[SUPPLIED TEXT start]

Simultaneous Localization and Mapping

References

Localization

Introduction

Uncertainity in Robotics

Robots have to deal with uncertainity in the world. Unless they are able to handle this uncertainity, robot applications will remain limited in scope.

There are many factors that contribute to uncertainity.

  1. First, is the robot environment. Different environments have different degrees of uncertainity. Assembly lines are most structured, whereas highways and roads are much more uncertain. Robots working around people have to deal with most uncertainity.
  2. Second, is the sensor. Sensors are not capable of infinte accuracy, neither they can measure everything. They are often limited by their range and resolution. They are also subject to noise which perturb sensor measurements in unpredictible ways. Finally, sensors can break, and detecting faulty sensor can be extremely difficult
  3. Third is actuation. Robot motors are imperfect, this could be due to control noise, wear-and-tear and mechanical failure.
  4. Fourth is internal models. The robot operates under certain assumption about the real world, embodied in internal models used by the software. These models can be faulty. Model errors are a source of uncertainity that has often been ignored in robotics
  5. Fifth, is algorithmic approximation. Robots are real-time systems, this limits the amount of computation that can be carried out. Computational techniques employed to improve real-time performance often introduce approximation errors.

[SUPPLIED TEXT end]

## EXERCISE INSTRUCTIONS
1. Answer these from the robotics uncertainty text:
(a) Which kind of environment does it call the most structured?
(b) By what two things are sensors often limited?
(c) What limits the amount of computation robots can carry out?
2. Print the robotics uncertainty text, starting at "There are many" and ending at "with most uncertainity.".
3. Write the text that follows the final sentence of the robotics uncertainty text.

[DATASET EXTRACT start]

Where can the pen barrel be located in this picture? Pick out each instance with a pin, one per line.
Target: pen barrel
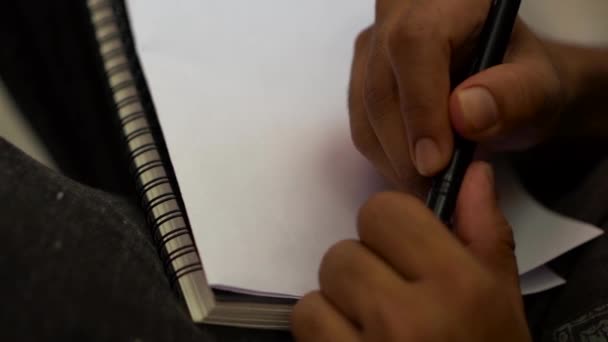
(494, 38)
(443, 194)
(490, 51)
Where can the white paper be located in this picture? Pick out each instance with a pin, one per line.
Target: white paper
(540, 235)
(251, 97)
(539, 280)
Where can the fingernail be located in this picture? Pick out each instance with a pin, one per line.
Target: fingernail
(428, 156)
(478, 107)
(489, 173)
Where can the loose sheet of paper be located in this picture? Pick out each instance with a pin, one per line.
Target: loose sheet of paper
(251, 97)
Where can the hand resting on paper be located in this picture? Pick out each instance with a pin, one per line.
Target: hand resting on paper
(410, 279)
(402, 108)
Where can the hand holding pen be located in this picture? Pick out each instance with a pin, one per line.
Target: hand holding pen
(412, 92)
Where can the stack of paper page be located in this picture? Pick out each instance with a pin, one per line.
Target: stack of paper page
(251, 98)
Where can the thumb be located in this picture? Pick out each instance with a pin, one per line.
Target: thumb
(512, 105)
(480, 224)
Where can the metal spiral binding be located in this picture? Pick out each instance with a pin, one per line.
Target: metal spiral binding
(158, 198)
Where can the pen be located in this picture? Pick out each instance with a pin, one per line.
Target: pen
(491, 48)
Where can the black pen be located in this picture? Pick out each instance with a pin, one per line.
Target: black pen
(492, 45)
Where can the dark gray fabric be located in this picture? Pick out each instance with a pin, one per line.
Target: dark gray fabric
(79, 264)
(578, 311)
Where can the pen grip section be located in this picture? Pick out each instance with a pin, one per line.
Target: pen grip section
(441, 198)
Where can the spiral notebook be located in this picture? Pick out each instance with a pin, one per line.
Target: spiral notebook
(247, 184)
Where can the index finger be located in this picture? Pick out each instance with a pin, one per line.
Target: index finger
(422, 37)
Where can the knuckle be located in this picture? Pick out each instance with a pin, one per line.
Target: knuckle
(378, 97)
(476, 290)
(373, 210)
(411, 28)
(339, 259)
(362, 40)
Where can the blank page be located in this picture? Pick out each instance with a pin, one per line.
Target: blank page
(251, 97)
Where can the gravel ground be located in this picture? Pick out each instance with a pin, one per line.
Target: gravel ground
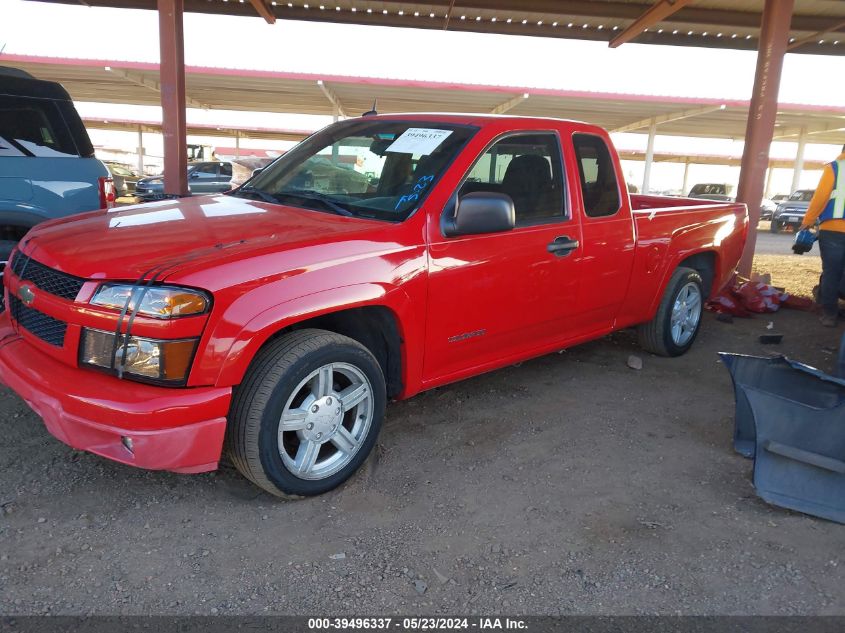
(571, 484)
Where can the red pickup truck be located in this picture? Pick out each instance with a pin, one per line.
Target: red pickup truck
(381, 257)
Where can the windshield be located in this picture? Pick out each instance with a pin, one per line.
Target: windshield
(365, 168)
(804, 195)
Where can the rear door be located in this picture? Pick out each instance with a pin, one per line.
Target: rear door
(609, 239)
(499, 295)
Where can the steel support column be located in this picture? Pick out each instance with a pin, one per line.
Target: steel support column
(774, 36)
(649, 156)
(799, 160)
(172, 70)
(140, 150)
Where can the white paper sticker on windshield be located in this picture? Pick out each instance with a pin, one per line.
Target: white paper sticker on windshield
(419, 140)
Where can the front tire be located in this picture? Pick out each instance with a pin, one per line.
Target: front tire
(673, 329)
(307, 414)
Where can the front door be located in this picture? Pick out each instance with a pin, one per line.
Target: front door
(500, 295)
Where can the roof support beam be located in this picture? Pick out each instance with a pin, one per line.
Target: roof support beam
(510, 104)
(263, 10)
(774, 36)
(332, 97)
(657, 13)
(140, 80)
(815, 36)
(667, 118)
(172, 70)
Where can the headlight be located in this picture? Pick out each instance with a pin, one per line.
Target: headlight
(161, 302)
(164, 361)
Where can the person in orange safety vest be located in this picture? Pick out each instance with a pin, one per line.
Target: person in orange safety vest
(828, 208)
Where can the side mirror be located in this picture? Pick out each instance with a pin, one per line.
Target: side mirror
(481, 212)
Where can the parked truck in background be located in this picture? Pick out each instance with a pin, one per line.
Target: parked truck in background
(275, 322)
(47, 164)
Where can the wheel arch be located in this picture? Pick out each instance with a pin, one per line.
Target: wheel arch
(377, 319)
(705, 263)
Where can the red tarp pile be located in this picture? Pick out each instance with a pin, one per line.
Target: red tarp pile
(744, 297)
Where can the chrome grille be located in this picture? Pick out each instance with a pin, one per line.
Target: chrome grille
(49, 280)
(39, 324)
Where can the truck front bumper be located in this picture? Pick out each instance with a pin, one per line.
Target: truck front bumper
(151, 427)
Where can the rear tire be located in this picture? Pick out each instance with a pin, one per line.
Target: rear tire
(307, 413)
(673, 329)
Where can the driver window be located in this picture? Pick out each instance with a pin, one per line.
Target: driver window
(527, 167)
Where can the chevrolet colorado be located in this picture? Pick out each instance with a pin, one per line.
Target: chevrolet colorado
(382, 256)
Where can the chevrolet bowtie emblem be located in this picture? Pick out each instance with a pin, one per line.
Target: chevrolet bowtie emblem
(27, 294)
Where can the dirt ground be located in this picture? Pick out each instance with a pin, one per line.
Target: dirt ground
(571, 484)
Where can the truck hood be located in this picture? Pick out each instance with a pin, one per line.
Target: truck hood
(129, 242)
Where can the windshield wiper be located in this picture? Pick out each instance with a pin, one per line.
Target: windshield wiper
(256, 193)
(316, 196)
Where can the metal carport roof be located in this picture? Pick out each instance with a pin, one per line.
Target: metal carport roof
(284, 92)
(816, 25)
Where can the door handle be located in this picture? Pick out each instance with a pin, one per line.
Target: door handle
(562, 246)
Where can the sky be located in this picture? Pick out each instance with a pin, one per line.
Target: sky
(36, 28)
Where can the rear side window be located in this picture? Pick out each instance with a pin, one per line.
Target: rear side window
(598, 177)
(526, 167)
(33, 127)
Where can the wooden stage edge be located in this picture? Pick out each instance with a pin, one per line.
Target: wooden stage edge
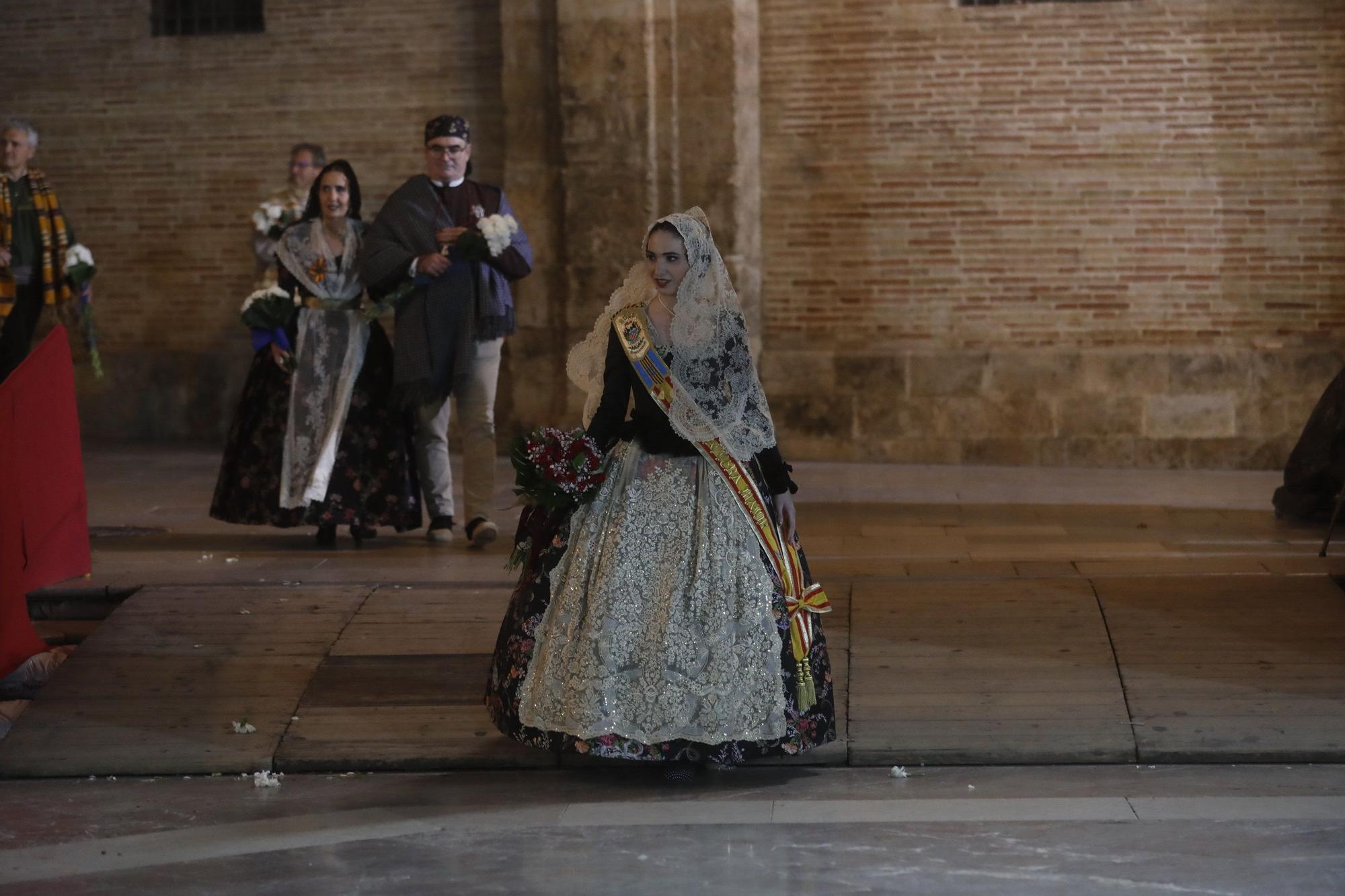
(1160, 659)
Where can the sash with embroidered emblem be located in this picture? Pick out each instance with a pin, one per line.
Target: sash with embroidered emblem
(801, 600)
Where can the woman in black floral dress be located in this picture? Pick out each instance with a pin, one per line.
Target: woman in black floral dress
(317, 440)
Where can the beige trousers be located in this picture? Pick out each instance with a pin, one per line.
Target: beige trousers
(475, 397)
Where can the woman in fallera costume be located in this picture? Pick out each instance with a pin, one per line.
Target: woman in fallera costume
(672, 618)
(321, 446)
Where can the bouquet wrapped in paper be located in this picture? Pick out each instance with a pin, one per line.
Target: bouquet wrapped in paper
(555, 473)
(492, 236)
(270, 309)
(488, 240)
(80, 272)
(272, 217)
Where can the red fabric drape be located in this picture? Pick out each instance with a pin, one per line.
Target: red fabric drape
(44, 505)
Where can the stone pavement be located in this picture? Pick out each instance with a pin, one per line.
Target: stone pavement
(1052, 830)
(981, 616)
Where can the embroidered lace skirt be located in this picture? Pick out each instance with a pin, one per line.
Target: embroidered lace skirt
(649, 626)
(373, 479)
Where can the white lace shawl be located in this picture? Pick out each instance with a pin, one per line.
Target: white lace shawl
(719, 393)
(329, 354)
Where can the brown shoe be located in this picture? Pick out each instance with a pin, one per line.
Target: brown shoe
(440, 530)
(481, 532)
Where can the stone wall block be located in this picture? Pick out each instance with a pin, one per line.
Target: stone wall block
(814, 415)
(1085, 416)
(1260, 415)
(1210, 372)
(1035, 373)
(1238, 454)
(892, 416)
(1114, 451)
(879, 374)
(984, 417)
(1190, 416)
(1132, 373)
(954, 373)
(1297, 369)
(1161, 454)
(793, 372)
(919, 451)
(1003, 452)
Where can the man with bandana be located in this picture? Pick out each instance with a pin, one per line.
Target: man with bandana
(284, 206)
(451, 329)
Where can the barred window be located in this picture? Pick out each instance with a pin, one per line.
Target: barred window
(170, 18)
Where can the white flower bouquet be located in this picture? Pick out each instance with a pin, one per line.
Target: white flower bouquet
(274, 217)
(80, 272)
(80, 268)
(492, 236)
(270, 309)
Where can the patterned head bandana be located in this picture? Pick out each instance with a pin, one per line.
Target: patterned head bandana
(449, 127)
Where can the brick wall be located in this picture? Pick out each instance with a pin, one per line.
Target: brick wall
(162, 147)
(1102, 233)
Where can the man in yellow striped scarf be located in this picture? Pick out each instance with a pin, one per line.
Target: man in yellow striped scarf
(34, 239)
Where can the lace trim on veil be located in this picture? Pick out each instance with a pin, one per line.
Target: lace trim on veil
(719, 393)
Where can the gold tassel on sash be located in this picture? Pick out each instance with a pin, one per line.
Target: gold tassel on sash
(801, 602)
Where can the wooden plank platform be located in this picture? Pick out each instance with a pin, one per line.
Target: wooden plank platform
(962, 633)
(404, 689)
(984, 671)
(1231, 667)
(158, 686)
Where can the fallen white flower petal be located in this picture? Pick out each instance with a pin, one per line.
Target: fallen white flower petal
(267, 779)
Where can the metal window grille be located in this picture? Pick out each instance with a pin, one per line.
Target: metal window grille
(173, 18)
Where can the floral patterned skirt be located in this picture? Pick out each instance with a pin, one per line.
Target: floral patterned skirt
(373, 482)
(665, 634)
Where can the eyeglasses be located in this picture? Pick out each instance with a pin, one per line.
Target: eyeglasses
(443, 153)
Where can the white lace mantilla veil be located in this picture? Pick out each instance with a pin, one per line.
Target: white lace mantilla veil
(719, 393)
(329, 352)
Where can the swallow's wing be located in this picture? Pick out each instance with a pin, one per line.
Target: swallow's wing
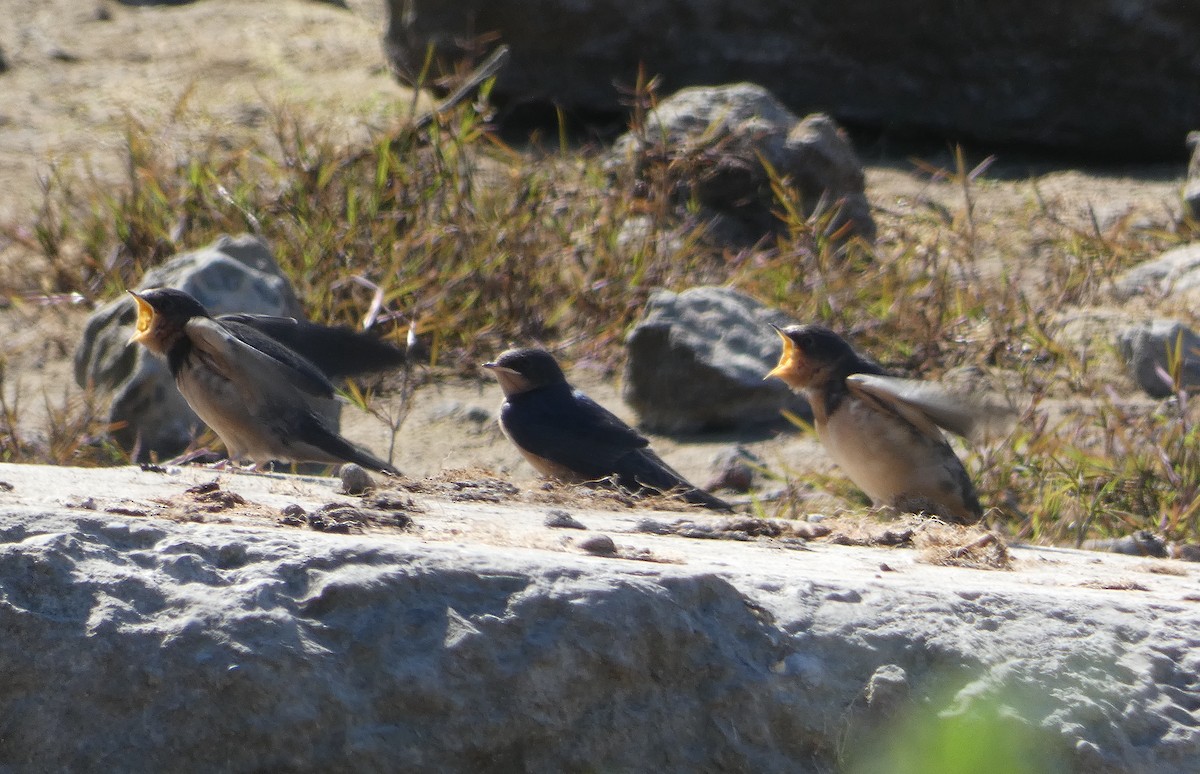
(337, 351)
(928, 406)
(253, 360)
(571, 430)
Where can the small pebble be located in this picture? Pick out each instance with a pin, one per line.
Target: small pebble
(599, 545)
(562, 520)
(355, 480)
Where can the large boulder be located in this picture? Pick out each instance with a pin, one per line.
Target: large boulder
(1099, 76)
(234, 274)
(723, 145)
(491, 642)
(696, 361)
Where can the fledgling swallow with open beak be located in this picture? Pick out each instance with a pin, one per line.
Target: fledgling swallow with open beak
(881, 430)
(256, 394)
(567, 436)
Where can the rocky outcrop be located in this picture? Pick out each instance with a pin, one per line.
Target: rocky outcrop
(696, 361)
(1153, 347)
(1012, 73)
(149, 414)
(726, 147)
(491, 642)
(1173, 274)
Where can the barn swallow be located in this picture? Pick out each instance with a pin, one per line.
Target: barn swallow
(881, 430)
(565, 435)
(259, 396)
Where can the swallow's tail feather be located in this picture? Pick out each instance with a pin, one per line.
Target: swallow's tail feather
(643, 469)
(341, 449)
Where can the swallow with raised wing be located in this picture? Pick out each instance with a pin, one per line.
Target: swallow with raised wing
(258, 395)
(885, 432)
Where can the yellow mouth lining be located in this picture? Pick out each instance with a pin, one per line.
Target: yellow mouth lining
(145, 318)
(789, 360)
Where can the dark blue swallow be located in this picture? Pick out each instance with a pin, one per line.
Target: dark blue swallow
(569, 437)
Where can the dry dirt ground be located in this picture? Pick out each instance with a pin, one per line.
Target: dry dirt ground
(77, 67)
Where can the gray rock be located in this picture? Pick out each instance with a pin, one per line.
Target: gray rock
(1192, 187)
(713, 142)
(231, 275)
(151, 645)
(1176, 271)
(697, 359)
(735, 469)
(1145, 351)
(1012, 73)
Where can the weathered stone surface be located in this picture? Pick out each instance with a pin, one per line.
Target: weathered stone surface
(712, 143)
(234, 274)
(1176, 271)
(1024, 72)
(1192, 187)
(697, 359)
(1146, 349)
(489, 643)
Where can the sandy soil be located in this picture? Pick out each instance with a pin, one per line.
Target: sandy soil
(77, 70)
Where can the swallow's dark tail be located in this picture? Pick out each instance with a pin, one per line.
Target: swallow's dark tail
(339, 351)
(643, 469)
(341, 449)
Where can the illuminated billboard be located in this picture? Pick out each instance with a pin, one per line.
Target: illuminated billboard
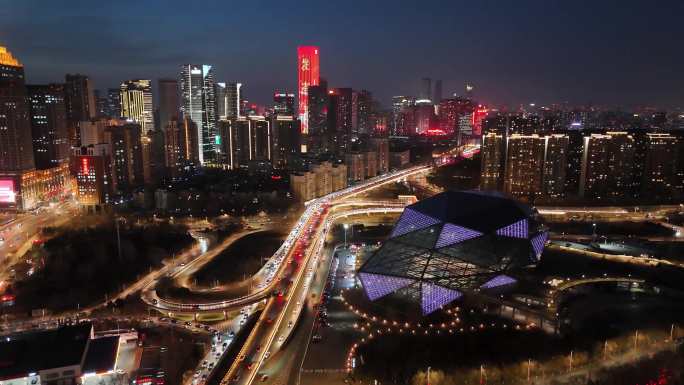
(7, 192)
(308, 71)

[DATASET EXTRACT end]

## TASK-BY-TASK ANSWERS
1.
(a) Assembly lines.
(b) Their range and resolution.
(c) Robots being real-time systems.

2.
There are many factors that contribute to uncertainity.

  1. First, is the robot environment. Different environments have different degrees of uncertainity. Assembly lines are most structured, whereas highways and roads are much more uncertain. Robots working around people have to deal with most uncertainity.

3.
Probabilistic Robotics

It is a relatively new field in robotics, that pays tribute to the uncertainity in robot perception and action. The key idea in probabilistic robotics is to represent the uncertainity explicitly using calculus of probability. What this means? Instead of a single value, probabilitic algorithms represent information as probability distribution over a whole set of possible values.

Probabilisitc Robotics vs Traditional Robotics

Some advantages of probabilisitic robotics over traditional robotics (model based)

  1. Prob. Robotics scale well for real-world environment because they explicitly model uncertainity
  2. Prob. Robotics do not require accurate sensors as they can handle sensor noise
  3. Prob. Robotics have weaker requirements on accuracy robot's models

Two most frequently cited limitations of probabilistic robotics

  1. computational complexity
  2. need to approximate: computing exact posterior for continuous space is computationally intractable. Sometimes, one is fortunate in that the uncertainty can be approximated tightly with a compact parametric model (e.g., Gaussians). In other cases, such approximations are too crude to be of use, and more complicated representations must be employed.

Recursive Estimation

At the core of probabilistic robotics is the idea of estimating state from sensor data. In simpler terms, state estimation addresses the problem of estimating quantities from sensor data that are not directly observable, but that can be inferred. Probabilistic state estimation algorithms compute belief distributions over possible world states.

We will learn the basic vocabulary for state estimation and mathematical tools for doing state estimation from sensor data. Briefly, we learn probabilistic concepts employed in state estimation, then we cover formal model of robot-environment interaction and associated key terminology. Thirdly, we use Bayes' filter. Finally, we consider representational and computational issues that arise when implementing Bayes filters.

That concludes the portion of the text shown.